__Ausgewählter Auszug__.
>>>
Unter einer Sanierungsmaßnahme versteht man in Brasilien die Optimierung von fiskalischen, betriebswirtschaftlichen oder organisatorischen Bedingungen innerhalb eines Unternehmens. Sanierung ist Teil der Restrukturierung und nicht Reorganisation oder Transformation. Diese Unterscheidung ist in Brasilien allgemeingültig und lehnt sich an die Definition des nordamerikanischen Wirtschaftsraums an. Das mag mit Blick auf den deutsch-sprachigen Wirtschaftsraum manchmal verwirrend klingen, da in der DACH-Region zumeist nicht wirklich zwischen Reorganisation und Restrukturierung unterschieden wird.
Warum Sanierungsmaßnahmen zum Bewältigen einer Unternehmenskrise in Brasilien scheitern können, haben wir in diversen Artikeln, Vorträgen, Blogs und auch Vlogs immer wieder dargestellt.
[Video: Brasilien: Warum scheitern Unternehmens-Sanierungen so häufig?
Sie bleiben auf halbem Weg stehen! Kann man das erkennen und verhindern? Und wenn ja: wie?]
In diesem Blog soll aber das Thema aus einer grundsätzlicheren Perspektive betrachtet werden.
Unsicherheit und Änderung ist Teil des täglichen Überlebens in Brasilien
Infolge der rasanten Änderungen des brasilianischen Marktes müssen Managementstrukturen immer wieder angepasst werden. Es gibt immer wieder jene massiven defensiven Strategieanforderungen, um dann wieder fast über Nacht auf offensiv umzuschalten. Das sind Anforderungen, welche so zumeist in Europa und Nordamerika nicht wirklich zu beobachten sind.
Hat ein Unternehmen zu jedem dieser Zeitpunkte das richtige Management, tragen die natürlichen Veränderungen zur Stärkung und einem gesunden Wachstum bei, weil die Führungskräfte im Idealfall neben den klassischen Führungsaufgaben insbesondere die Sicherung der Zukunftsfähigkeit des Unternehmens aktiv gestalten und zwar zu jeder Zeit. Status Quo gibt es nicht und wird als ein ungutes Zeichen dafür empfunden, etwas übersehen zu haben.
Hierdurch können negative Unternehmensentwicklungen frühzeitig erkannt und die richtigen Maßnahmen eingeleitet werden, bevor sich eine Krise manifestiert. Und dieses Management versteht es, trotz einer möglicherweise bereits eingetretenen Schieflage, anders und adäquater zu reagieren.
Wie gesagt – im Idealfall.
<<<
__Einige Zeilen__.
>>>
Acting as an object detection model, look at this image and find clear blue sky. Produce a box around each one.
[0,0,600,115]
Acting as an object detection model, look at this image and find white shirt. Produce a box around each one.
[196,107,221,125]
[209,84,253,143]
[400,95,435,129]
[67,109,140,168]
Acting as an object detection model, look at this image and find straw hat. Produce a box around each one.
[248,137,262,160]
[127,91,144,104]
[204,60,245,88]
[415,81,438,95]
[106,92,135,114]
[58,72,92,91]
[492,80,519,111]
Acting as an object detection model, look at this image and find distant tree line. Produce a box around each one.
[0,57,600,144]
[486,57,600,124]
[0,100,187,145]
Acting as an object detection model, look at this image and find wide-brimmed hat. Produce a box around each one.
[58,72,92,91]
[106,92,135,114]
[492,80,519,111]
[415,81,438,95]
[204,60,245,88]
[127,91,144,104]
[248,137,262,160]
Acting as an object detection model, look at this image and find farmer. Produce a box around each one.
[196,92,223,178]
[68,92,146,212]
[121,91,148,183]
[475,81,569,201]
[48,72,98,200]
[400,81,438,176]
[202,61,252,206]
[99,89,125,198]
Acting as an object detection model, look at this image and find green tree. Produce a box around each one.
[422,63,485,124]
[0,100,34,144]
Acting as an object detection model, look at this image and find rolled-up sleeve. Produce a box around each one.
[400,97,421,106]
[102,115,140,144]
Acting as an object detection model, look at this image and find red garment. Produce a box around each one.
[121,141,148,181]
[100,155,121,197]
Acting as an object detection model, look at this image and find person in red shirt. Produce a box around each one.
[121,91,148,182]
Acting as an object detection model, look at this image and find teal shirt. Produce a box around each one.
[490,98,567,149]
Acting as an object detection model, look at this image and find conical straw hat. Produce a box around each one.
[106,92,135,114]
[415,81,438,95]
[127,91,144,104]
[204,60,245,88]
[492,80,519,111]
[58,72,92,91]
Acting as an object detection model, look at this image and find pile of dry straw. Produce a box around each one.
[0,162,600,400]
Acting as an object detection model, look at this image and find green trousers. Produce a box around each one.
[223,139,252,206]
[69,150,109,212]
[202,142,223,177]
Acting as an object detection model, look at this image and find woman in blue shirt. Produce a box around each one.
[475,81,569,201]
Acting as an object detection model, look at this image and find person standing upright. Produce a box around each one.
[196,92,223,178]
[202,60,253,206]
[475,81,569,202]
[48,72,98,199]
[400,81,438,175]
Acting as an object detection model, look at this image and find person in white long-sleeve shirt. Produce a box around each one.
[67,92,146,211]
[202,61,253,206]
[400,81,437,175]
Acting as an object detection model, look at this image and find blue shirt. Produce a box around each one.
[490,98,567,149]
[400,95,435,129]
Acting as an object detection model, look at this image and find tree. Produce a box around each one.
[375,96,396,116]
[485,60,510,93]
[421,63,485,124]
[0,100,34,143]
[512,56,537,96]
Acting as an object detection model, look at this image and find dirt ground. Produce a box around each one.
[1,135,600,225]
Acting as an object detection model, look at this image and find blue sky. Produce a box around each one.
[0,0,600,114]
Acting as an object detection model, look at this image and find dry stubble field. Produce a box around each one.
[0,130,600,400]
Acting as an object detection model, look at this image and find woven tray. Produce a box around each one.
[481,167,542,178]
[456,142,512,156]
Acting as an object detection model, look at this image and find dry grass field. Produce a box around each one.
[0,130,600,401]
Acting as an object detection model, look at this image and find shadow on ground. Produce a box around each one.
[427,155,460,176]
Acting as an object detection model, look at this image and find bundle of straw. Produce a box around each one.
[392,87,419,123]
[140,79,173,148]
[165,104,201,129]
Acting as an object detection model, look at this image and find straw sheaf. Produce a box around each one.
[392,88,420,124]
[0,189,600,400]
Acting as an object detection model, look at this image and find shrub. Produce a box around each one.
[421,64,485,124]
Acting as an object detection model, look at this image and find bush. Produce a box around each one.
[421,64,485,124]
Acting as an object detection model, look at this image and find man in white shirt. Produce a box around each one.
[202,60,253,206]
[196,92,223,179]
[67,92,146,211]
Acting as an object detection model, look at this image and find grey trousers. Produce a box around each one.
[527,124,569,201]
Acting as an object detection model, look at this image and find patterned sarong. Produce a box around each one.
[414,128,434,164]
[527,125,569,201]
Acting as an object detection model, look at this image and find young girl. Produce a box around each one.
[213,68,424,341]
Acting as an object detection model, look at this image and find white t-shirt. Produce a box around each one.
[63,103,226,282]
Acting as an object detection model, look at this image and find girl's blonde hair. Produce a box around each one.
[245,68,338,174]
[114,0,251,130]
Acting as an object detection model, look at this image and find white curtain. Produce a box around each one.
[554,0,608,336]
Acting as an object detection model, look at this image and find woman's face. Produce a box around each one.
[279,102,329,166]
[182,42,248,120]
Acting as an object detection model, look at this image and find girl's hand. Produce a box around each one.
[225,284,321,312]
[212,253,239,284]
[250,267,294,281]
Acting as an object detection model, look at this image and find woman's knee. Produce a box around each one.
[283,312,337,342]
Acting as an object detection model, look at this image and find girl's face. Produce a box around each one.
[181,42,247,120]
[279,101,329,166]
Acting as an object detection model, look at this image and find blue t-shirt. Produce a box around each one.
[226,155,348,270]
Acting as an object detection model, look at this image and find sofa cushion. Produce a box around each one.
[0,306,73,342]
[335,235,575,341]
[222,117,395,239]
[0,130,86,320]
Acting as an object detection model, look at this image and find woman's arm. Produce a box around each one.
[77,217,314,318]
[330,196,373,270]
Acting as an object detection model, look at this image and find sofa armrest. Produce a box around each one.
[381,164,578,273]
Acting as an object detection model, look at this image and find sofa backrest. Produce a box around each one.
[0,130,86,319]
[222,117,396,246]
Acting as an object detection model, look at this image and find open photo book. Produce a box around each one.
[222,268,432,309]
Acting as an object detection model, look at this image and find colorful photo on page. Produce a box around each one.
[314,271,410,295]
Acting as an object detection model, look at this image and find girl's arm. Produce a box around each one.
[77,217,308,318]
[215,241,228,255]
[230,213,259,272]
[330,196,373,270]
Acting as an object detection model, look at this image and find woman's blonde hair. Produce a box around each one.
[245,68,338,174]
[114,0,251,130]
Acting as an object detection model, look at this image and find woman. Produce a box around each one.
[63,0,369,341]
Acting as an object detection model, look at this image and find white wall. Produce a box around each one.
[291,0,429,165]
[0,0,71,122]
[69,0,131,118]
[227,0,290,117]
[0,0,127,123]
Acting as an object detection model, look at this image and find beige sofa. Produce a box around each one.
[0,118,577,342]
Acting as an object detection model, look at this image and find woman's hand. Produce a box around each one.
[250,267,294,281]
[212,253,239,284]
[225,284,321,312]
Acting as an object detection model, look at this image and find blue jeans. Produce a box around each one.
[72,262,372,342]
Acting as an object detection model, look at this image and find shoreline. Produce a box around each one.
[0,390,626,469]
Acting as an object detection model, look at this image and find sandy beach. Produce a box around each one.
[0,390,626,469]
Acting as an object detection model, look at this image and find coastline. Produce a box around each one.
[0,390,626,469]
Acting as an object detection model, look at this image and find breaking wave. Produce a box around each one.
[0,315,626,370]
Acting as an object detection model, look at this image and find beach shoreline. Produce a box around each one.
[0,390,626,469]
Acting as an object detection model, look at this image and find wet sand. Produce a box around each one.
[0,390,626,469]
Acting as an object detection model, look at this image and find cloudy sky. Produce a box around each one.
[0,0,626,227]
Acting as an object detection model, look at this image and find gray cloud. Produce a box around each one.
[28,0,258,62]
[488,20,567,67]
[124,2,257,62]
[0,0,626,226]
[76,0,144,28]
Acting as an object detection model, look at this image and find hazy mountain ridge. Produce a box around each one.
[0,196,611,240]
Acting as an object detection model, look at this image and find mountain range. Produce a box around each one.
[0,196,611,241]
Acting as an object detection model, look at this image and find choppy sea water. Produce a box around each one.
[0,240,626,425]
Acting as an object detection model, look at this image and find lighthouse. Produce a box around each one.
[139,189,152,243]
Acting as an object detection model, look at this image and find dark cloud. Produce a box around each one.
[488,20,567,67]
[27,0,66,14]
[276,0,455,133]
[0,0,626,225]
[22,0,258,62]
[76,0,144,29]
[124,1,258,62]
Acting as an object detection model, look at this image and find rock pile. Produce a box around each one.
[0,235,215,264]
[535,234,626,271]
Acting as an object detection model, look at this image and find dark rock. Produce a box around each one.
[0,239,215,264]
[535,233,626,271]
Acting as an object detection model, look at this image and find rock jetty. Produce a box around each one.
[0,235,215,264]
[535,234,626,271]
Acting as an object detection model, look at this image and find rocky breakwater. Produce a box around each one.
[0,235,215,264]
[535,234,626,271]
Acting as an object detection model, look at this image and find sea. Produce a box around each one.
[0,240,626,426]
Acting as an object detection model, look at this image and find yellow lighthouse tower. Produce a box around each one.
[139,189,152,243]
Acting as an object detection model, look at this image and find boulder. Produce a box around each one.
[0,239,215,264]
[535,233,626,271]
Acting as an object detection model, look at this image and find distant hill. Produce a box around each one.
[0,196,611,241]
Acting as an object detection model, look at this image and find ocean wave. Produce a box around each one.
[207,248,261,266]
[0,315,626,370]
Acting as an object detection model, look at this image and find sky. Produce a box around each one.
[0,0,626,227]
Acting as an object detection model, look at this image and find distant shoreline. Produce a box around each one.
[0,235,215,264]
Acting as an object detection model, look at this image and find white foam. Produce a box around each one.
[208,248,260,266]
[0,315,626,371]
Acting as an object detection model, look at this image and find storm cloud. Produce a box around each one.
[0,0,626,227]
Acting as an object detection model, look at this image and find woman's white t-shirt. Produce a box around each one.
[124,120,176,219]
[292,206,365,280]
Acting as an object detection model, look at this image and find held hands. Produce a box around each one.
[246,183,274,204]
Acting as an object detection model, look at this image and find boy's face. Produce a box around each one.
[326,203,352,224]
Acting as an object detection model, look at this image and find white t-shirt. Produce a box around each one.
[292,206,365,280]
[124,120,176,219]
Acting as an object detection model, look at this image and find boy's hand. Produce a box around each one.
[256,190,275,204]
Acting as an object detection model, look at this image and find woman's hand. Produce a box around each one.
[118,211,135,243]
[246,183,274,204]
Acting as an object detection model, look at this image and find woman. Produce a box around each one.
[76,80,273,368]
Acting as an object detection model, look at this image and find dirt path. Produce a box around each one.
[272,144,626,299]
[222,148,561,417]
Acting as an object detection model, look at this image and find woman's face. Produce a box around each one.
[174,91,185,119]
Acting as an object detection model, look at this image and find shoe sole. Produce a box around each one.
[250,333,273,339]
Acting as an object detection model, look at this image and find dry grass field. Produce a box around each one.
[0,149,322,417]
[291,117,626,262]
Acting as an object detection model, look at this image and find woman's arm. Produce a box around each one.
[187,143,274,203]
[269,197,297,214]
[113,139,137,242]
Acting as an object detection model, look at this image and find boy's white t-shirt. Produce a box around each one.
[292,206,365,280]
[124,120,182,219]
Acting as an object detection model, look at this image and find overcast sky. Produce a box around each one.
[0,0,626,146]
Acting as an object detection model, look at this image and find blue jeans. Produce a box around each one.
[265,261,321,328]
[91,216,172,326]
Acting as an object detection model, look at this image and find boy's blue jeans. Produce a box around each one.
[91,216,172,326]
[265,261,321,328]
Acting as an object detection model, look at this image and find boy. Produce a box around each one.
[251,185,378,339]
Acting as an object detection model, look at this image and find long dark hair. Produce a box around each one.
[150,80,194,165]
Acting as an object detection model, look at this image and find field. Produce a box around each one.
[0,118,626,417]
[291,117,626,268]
<<<
Aktualisiere im Auszug über Sanierungen in Brasilien den Abschnitt zwischen „Hat ein Unternehmen“ und „adäquater zu reagieren.“, beide eingeschlossen, und ersetze darin „Führungskräfte“ durch „Manager“. Stütze dich ausschließlich auf den Auszug.

__Richtige Antwort__.
Hat ein Unternehmen zu jedem dieser Zeitpunkte das richtige Management, tragen die natürlichen Veränderungen zur Stärkung und einem gesunden Wachstum bei, weil die Manager im Idealfall neben den klassischen Führungsaufgaben insbesondere die Sicherung der Zukunftsfähigkeit des Unternehmens aktiv gestalten und zwar zu jeder Zeit. Status Quo gibt es nicht und wird als ein ungutes Zeichen dafür empfunden, etwas übersehen zu haben.
Hierdurch können negative Unternehmensentwicklungen frühzeitig erkannt und die richtigen Maßnahmen eingeleitet werden, bevor sich eine Krise manifestiert. Und dieses Management versteht es, trotz einer möglicherweise bereits eingetretenen Schieflage, anders und adäquater zu reagieren.